■ FRAGMENTO DEL TEXTO

====

Volver al origen… o no tener destino

Por Maximiliano Rusconi.

Uno de los principales legados políticos e institucionales que ha dejado Néstor Kirchner en los comienzos de su gobierno, ha sido la metodología y los nombres elegidos para integrar la Corte Suprema cuando el máximo tribunal atravesaba una gran crisis de legitimidad -que no le llegaba a los talones del desastre actual-.

La justicia atraviesa una enorme crisis que no desconoce ninguna dimensión posible en esa debacle: se trata de una crisis moral, operativa, de credibilidad, de empatía social y funcional. 

Los jueces desconocen las propias normas que ellos deben aplicar como máxima autoridad republicana. 

Las resoluciones se demoran por décadas, incluso cuando en el origen y en el trayecto hay tragedias que se pretende que sean desdibujadas en el oscurantismo de una burocracia vergonzosa.

Son pocos los funcionarios que están dispuestos a exponerse a la injusta crítica mediática con valentía y casi no se recuerdan casos de trascendencia (aquellos frente a los que la comunidad espera ansiosa una versión real y creíble de los hechos) en los cuales la decisión judicial ponga fin al debate social y comunitario.

Es raro que, en el “mundo judicial”, se escuche decir que fulano o mengano fueron designados jueces o fiscales y ellos se lo merecían: normalmente la conversación deriva en la descripción del árbol de genealogía social, política, económica o de cualquier índole que explicaría ese desembarco. 

Muchas de las sentencias más trascendentes no superarían con éxito el examen más banal de seriedad jurídica.

El sistema de organización judicial (empezando por el máximo tribunal) no responde a ningún parámetro de la ciencia de la organización que pueda ser defendible. El mismo mounstruo ineficaz del siglo pasado sólo fue agrandado en cantidad de ejecutantes, pero ni siquiera ello se lo ha hecho con criterio. 

Hace dos años la Corte Suprema de Justicia, en defensa “propia” y para evitar la necesaria reforma difundió que en el año 2018 dictó 6814 sentencias y resolvió 7843 causas.

====

■ EXTRACTOS DE DATOS
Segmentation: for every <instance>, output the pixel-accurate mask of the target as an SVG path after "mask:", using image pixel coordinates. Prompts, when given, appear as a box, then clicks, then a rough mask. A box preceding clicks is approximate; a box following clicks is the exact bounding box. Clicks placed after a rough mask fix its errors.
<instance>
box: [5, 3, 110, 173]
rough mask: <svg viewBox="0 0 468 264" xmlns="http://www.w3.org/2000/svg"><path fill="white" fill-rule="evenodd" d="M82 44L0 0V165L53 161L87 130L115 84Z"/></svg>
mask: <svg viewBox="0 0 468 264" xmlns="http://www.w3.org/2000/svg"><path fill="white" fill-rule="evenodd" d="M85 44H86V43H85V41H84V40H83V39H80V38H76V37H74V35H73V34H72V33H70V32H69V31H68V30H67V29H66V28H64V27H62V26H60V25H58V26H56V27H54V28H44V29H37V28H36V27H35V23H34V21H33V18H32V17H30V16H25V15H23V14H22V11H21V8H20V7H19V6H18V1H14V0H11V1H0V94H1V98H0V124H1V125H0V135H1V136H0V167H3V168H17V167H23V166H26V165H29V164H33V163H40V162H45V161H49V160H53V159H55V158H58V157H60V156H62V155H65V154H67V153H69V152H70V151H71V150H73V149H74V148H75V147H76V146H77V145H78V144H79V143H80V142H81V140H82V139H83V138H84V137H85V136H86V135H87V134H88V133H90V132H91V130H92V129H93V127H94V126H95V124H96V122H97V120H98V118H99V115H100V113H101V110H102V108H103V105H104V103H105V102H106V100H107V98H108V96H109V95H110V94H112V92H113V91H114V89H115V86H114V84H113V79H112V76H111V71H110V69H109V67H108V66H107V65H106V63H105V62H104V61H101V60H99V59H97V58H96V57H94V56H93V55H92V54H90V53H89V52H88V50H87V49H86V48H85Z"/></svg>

====

■ CONSIGNA DE TRABAJO
Escribe la continuación de la columna sobre la crisis de la justicia a partir de su última oración.

■ RESPUESTA DEL EJERCICIO
Un simple chequeo del calendario nos brinda el dato de que en el año 2018 hubo 247 días laborables. Si a esos días les quitamos los felices días de las ferias judiciales de Enero y Julio, el número de jornadas en las que los magistrados de la Corte se han trasladado con sus choferes a los respectivos despachos para cumplir con su función se acerca a 200 días. Ello significa que la Corte ha resuelto cerca de 34 casos por día. En ellos tuvo que leer un importante número de páginas de antecedentes, analizar el problema que se definía en el proceso que atravesaba la máxima instancia, desarrollar una propuesta de solución, debatirla entre todos los miembros del eficiente tribunal y si no hubo consenso desarrollar los votos particulares. 

¿Ello puede hacerlo una Corte de esta cantidad de miembros?

Con todo respeto debo decir que hay dos opciones, o los jueces de la Corte son trabajadores heroicos o los argentinos que creemos en ese relato somos estúpidos. Perdón, casi me olvidaba, en verdad hay una tercera opción: que las decisiones sean un desastre jurídico o que estén realizadas por funcionarios o empleados que serán muy buenos, pero no han sido elegidos para integrar el máximo tribunal.

Como en política económica, sanitaria, educacional, aquí en la administración de la justicia de nuestro país pasa algo parecido: debemos elegir el mejor modelo de organización y los mejores hombres y mujeres para poder cumplir con ese nivel de responsabilidad.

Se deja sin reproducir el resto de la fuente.